──────── Text passage
Friends had assured me for the last two days that I had done all I could for my husband, being a model wife and care-giver to my ill spouse. “You have nothing to feel guilty about,” they all said. I needed to hear it. I’d only lately come to the realization myself. Negative influences had, for years, blamed me for Ron’s various maladies and even though I knew the accusations were not true, some of the barbs stuck. In the last few months, though, I had finally crawled out from under the burden of guilt that I had carried for 14 years.

“Ron has been ill for a long time,” friends told me. “It’s been hard.  It might be time to let go.”

“Might” and “will be” are two different statements. As much as I’d longed over the years to come to a  page marked, “The End”, I had always seen it as an end to Ron’s illness, not his life.

“Dad’ll be okay,” my daughter said as she maneuvered us towards Hahnemann Hospital. They were the same words she had said the night of her father’s accident. “He won’t leave us without a fight.” I nodded my head in agreement, remembering how Ron, ill and in pain, had nonetheless danced with his daughter on her wedding day in June. It had been hard, I knew. Perhaps, I forced myself to admit, he was tired of fighting.

We got to the hospital shortly before 9AM and found a space in the Feinstein lot, a blessing to two gals who hated city parking. It was a short walk to the hospital entrance, each of us carrying a tote bag of yarn projects. We’d logged enough hours in waiting rooms to know the drill of unexpected complications.
────────────────
──────── Given data
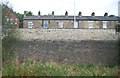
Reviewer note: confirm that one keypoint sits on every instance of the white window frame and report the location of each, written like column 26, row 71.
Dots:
column 60, row 24
column 30, row 24
column 104, row 24
column 90, row 24
column 45, row 24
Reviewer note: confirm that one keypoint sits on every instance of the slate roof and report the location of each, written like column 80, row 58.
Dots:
column 90, row 18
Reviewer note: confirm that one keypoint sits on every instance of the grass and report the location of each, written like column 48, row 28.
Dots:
column 39, row 68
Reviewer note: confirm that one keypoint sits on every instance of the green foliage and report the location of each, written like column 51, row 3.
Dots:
column 8, row 44
column 117, row 28
column 29, row 13
column 20, row 16
column 39, row 68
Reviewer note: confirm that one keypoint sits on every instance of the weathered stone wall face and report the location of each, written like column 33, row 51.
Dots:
column 68, row 34
column 83, row 46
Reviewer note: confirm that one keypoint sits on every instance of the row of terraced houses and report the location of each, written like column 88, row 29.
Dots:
column 67, row 22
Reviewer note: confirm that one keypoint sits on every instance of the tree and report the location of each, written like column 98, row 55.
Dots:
column 29, row 13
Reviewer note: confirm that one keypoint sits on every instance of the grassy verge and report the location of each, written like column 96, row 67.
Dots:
column 38, row 68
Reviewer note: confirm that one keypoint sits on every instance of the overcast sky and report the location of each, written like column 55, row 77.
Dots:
column 60, row 6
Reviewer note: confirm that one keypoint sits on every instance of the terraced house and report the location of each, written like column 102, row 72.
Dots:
column 67, row 22
column 10, row 20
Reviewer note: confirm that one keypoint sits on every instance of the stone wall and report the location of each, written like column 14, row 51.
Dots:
column 83, row 46
column 68, row 34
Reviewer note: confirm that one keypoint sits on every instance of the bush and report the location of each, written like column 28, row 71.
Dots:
column 8, row 42
column 117, row 28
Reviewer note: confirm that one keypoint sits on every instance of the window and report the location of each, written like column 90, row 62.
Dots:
column 90, row 24
column 30, row 24
column 104, row 24
column 75, row 24
column 60, row 24
column 45, row 24
column 15, row 22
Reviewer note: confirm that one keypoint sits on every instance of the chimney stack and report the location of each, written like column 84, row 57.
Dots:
column 93, row 14
column 106, row 14
column 39, row 13
column 53, row 13
column 66, row 13
column 25, row 12
column 119, row 8
column 80, row 14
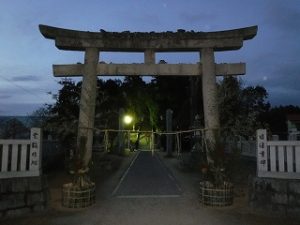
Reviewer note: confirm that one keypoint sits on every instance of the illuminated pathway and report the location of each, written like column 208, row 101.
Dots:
column 147, row 176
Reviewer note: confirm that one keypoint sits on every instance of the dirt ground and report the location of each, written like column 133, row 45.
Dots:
column 110, row 210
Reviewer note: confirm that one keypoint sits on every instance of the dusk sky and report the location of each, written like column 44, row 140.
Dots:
column 26, row 57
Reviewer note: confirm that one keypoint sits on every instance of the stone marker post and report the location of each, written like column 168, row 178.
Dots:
column 120, row 133
column 169, row 122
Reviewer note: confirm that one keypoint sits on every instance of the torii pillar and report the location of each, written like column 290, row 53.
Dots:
column 88, row 103
column 209, row 92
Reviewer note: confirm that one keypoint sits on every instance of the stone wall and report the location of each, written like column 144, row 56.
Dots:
column 23, row 195
column 278, row 196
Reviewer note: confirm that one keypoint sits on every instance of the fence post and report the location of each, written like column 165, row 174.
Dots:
column 35, row 158
column 262, row 158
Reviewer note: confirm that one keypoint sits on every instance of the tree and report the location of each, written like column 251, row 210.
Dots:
column 241, row 109
column 13, row 129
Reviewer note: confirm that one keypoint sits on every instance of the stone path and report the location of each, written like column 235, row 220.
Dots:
column 147, row 176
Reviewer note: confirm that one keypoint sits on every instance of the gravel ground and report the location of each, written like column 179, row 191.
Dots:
column 111, row 210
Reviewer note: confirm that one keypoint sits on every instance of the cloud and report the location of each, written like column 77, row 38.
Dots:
column 196, row 17
column 281, row 15
column 5, row 96
column 25, row 78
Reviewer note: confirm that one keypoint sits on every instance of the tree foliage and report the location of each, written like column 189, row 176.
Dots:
column 241, row 108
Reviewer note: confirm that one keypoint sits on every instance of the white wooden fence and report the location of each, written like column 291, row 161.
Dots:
column 277, row 159
column 21, row 158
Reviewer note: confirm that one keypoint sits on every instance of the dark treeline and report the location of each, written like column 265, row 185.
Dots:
column 243, row 109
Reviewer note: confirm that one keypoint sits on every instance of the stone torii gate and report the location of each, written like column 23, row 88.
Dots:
column 92, row 43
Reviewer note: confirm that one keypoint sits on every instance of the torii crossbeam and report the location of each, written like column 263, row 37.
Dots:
column 206, row 43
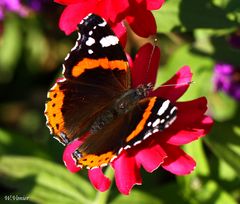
────────────────
◆ Your objective:
Can you repeat the passage about Ron's illness word for word, from start to finish? These items have nothing to do with the passage about Ron's illness.

◆ Solution:
Friends had assured me for the last two days that I had done all I could for my husband, being a model wife and care-giver to my ill spouse. “You have nothing to feel guilty about,” they all said. I needed to hear it. I’d only lately come to the realization myself. Negative influences had, for years, blamed me for Ron’s various maladies and even though I knew the accusations were not true, some of the barbs stuck. In the last few months, though, I had finally crawled out from under the burden of guilt that I had carried for 14 years.

“Ron has been ill for a long time,” friends told me. “It’s been hard.  It might be time to let go.”

“Might” and “will be” are two different statements. As much as I’d longed over the years to come to a  page marked, “The End”, I had always seen it as an end to Ron’s illness, not his life.

“Dad’ll be okay,” my daughter said as she maneuvered us towards Hahnemann Hospital. They were the same words she had said the night of her father’s accident. “He won’t leave us without a fight.” I nodded my head in agreement, remembering how Ron, ill and in pain, had nonetheless danced with his daughter on her wedding day in June. It had been hard, I knew. Perhaps, I forced myself to admit, he was tired of fighting.

We got to the hospital shortly before 9AM and found a space in the Feinstein lot, a blessing to two gals who hated city parking. It was a short walk to the hospital entrance, each of us carrying a tote bag of yarn projects. We’d logged enough hours in waiting rooms to know the drill of unexpected complications.